→ **Task requirements**
Set down the material in full. Keep every line exactly as it is.

----------------

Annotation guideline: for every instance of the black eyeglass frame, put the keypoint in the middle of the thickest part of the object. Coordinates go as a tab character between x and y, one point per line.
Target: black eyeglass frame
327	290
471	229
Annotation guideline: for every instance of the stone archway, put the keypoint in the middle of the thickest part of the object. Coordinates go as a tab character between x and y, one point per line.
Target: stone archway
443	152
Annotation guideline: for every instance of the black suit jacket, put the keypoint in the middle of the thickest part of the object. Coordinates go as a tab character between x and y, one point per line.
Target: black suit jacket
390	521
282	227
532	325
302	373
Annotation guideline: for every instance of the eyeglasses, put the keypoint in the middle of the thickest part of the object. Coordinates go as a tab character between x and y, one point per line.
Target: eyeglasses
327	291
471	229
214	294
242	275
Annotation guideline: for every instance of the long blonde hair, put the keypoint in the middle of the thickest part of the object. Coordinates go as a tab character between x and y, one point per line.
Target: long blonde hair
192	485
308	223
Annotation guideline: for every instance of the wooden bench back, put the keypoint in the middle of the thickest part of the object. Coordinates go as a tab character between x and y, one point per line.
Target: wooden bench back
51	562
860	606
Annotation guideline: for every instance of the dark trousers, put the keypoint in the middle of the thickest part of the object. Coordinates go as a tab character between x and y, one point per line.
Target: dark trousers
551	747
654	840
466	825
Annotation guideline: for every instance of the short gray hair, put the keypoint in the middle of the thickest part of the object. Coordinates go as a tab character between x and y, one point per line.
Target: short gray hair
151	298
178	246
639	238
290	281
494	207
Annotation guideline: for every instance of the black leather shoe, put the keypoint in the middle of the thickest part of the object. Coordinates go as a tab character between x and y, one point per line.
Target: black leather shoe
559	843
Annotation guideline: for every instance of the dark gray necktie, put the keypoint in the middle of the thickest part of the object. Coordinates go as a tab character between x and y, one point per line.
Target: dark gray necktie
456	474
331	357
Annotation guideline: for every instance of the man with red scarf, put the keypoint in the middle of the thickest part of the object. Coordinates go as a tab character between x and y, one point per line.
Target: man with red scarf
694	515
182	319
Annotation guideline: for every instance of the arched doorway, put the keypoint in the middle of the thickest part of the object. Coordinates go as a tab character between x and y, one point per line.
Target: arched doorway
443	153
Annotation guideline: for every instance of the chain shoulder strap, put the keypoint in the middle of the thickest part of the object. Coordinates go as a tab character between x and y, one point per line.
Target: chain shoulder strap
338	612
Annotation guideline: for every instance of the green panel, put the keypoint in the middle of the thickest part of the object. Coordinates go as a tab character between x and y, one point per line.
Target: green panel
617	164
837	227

----------------

→ **Response box**
Annotation guideline: for every instance of the black eyeglass frame, put the keypoint in the middle of the thickest part of the object. Coordinates go as a tab character between x and y, one point per line.
Target: black eyeglass frame
327	290
471	229
Annotation guideline: for every instance of the stone archway, put the keypoint in the middle of the thickest part of the object. Coordinates go as a tab character between x and y, one point per line.
Target: stone archway
443	152
Annotation guideline: for every instance of the black suit jacket, put the keypoint in the middle of the thickest part of the object. Coordinates go as a tab character between x and y, one point per line.
Target: black suit jacket
390	521
282	227
532	325
302	373
Annotation guideline: for every instance of the eyeglasses, put the keypoint in the middle of the thickest part of the object. Coordinates go as a tab character between x and y, one point per line.
Target: eyeglasses
327	291
471	229
214	294
242	275
Annotation guideline: for every instance of the long blonde hair, put the keypoint in the middle of the thickest part of the object. Coordinates go as a tab character between x and y, one point per line.
Target: long blonde hair
192	485
308	223
Annotation guideline: for every instance of the wooden bench back, put the keypoint in the middle of the thickest part of the object. Coordinates go as a tab character between x and y, one point per line.
Target: wooden bench back
51	562
860	606
Annotation guideline: for every instance of the dark trousers, put the keypoint in the middle of the thickest part of the object. Coordinates go as a tab character between x and y, one point per line.
Target: dark trousers
551	747
654	840
466	825
Annotation guideline: for every instance of the short gray hair, put the keypoint in the middle of the thickest part of the object. Coordinates go as a tab character between x and y, one point per line.
Target: short gray hair
151	298
178	246
639	238
290	281
494	207
Annotation guideline: for every instance of the black leather shoe, put the keypoint in the middle of the thickest part of the object. Coordinates go as a tab character between x and y, one point per line.
Target: black leather shoe
559	843
Annotation guideline: for every instance of the dark gray necktie, put the keypoint in the middle of the thickest part of the object. Coordinates go as a tab character between x and y, one point per line.
Target: dark gray necktie
456	474
331	357
Annotation guideline: for every instance of the man with red scarf, put the keypoint in the middle of the thickest part of the object. Coordinates go as a tab character between x and y, one point per line.
Target: man with red scarf
694	515
182	319
Annotation guideline: for every instance of the arched doorway, put the keypoint in the middle of the thickest part of the object. Coordinates go as a tab character between x and y, one point per line.
Target: arched doorway
443	153
Annotation guideline: for every instance of the chain shoulder strap, put the keypoint in the middle of the thickest part of the object. Coordinates go as a tab character between x and y, one point per line.
Target: chain shoulder strap
338	612
Annotation guideline: for every instance of the green panel, put the keypoint in the middle of the thickest part of the object. Coordinates go as a tab character between x and y, one point per line.
Target: green panel
617	164
837	227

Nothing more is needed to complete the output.